* [Page excerpt]
--- begin ---

Only recently opened, and billed as London’s first Alexandrian restaurant, Aladino’s W8 tenure is just the tip of the pyramid. Because this is the descendent of owner Aladin Bakarat’s beachfront restaurant of the same name in Egypt. And while the sand and the scale – Aladino’s Alexandria was a 500-cover powerhouse – might be missing from its London counterpart, the menu and hype both claim a thoroughly Egyptian influence.

Aubergine, okra and almonds all feature heavily, meaning my date’s half-smitten even before we order. Despite that it’s far from hardline traditional – the less common duck liver, pork belly and ravioli also crop up – and very little on the menu escapes without a twist of some kind.

With a slightly different menu my date and I wouldn’t have locked horns over the starters list – all of them sounding appealing, and most of them equally so – but there’s one clear frontrunner here. It’s the foie parfait, an ethical – unfattened – duck liver pâté, half of it Egyptian-spiced, half French.

--- end ---

* [Objectives]
1. Quote the restaurant review word for word, beginning at the words "Only recently opened, and" and stopping after "of some kind.".
2. Answer from the restaurant review:
(a) How many covers did Aladino's Alexandria have?
(b) Which three ingredients feature heavily on the menu?
(c) Which starter is named the clear frontrunner?

* [Coordinate annotation records]

--- begin ---

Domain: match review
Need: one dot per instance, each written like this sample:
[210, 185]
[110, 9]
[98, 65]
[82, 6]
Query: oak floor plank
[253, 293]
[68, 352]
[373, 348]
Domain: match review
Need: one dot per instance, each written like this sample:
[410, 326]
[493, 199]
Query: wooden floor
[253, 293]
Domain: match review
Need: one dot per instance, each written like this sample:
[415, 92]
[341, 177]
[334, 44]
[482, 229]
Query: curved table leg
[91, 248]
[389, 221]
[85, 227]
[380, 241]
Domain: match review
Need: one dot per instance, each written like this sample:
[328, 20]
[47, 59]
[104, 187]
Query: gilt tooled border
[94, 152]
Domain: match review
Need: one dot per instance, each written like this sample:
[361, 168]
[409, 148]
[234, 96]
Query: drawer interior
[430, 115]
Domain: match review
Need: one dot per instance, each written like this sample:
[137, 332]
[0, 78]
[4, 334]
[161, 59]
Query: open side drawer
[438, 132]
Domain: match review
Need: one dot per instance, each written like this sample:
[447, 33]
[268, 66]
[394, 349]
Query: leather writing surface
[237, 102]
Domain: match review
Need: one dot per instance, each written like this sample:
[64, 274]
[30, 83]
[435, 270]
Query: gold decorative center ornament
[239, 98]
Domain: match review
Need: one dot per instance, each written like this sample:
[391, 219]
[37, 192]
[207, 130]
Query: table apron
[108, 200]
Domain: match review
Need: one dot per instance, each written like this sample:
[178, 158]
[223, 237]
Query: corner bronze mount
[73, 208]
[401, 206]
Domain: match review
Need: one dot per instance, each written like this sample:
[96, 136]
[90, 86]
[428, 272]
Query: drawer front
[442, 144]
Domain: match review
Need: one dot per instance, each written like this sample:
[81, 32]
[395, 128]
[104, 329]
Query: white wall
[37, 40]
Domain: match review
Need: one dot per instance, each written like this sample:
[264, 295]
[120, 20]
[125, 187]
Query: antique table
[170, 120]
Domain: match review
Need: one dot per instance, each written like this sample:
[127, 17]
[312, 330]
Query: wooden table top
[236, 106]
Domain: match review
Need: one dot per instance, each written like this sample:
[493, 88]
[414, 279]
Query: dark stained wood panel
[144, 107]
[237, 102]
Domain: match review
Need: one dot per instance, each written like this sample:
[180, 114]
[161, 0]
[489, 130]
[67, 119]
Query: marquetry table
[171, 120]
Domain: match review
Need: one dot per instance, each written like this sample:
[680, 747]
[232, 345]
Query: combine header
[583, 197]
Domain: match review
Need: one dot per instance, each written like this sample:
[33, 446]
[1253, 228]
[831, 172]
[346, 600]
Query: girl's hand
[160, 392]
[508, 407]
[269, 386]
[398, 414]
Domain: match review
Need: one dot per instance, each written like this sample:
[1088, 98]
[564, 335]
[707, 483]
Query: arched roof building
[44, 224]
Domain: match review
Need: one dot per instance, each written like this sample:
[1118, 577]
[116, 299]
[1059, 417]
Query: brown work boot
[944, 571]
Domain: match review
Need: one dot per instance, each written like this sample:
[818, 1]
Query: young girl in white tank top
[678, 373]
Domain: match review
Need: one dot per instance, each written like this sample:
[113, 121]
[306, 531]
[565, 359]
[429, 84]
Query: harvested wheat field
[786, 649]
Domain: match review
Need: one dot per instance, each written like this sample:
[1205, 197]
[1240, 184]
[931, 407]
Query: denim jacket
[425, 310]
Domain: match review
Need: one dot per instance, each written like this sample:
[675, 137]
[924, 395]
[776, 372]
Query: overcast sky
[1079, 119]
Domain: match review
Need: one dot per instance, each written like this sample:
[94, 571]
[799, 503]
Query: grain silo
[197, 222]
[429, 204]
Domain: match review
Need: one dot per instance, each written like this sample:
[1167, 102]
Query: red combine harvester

--- end ---

* [Results by task]
1.
Only recently opened, and billed as London’s first Alexandrian restaurant, Aladino’s W8 tenure is just the tip of the pyramid. Because this is the descendent of owner Aladin Bakarat’s beachfront restaurant of the same name in Egypt. And while the sand and the scale – Aladino’s Alexandria was a 500-cover powerhouse – might be missing from its London counterpart, the menu and hype both claim a thoroughly Egyptian influence.

Aubergine, okra and almonds all feature heavily, meaning my date’s half-smitten even before we order. Despite that it’s far from hardline traditional – the less common duck liver, pork belly and ravioli also crop up – and very little on the menu escapes without a twist of some kind.

2.
(a) 500
(b) Aubergine, okra and almonds
(c) The foie parfait